[Information shown]
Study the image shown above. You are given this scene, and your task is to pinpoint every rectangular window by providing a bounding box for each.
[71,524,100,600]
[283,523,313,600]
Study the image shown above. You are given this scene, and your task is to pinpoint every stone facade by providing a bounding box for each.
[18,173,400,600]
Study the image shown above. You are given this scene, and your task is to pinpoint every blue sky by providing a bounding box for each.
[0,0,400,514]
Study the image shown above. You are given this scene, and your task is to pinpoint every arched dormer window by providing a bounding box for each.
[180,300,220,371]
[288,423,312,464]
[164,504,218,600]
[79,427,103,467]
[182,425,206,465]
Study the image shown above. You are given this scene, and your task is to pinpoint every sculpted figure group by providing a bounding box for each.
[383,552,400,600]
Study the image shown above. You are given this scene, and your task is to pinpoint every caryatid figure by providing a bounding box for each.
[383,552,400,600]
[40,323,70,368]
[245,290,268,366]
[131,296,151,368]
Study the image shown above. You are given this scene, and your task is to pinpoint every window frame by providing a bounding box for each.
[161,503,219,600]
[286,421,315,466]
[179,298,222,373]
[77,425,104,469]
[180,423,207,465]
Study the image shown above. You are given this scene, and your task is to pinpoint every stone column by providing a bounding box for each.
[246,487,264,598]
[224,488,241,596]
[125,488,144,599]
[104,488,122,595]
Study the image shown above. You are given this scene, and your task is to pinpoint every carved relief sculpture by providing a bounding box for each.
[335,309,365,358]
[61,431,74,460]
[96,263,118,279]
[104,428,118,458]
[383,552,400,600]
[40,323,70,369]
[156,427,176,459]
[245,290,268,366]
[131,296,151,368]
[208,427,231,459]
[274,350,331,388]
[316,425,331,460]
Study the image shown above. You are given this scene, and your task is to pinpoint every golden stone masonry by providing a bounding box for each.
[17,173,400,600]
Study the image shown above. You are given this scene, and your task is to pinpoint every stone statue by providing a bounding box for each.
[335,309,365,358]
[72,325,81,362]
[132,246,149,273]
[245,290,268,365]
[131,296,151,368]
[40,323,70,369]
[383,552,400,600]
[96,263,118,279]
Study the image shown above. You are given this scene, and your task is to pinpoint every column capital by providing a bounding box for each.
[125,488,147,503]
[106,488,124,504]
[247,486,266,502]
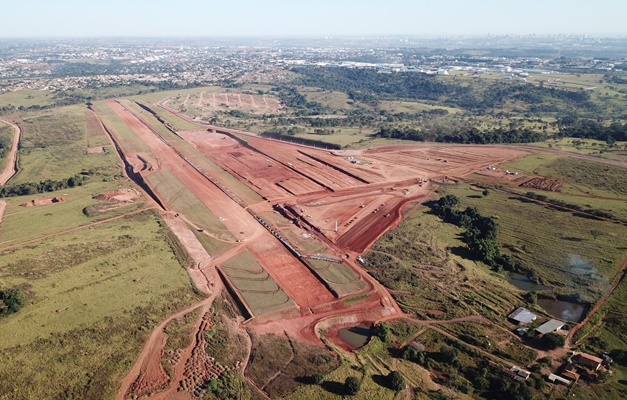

[Goal of the exercise]
Count the lines in the items above that contain the word "column". Reply with the number only.

[Result of this task]
2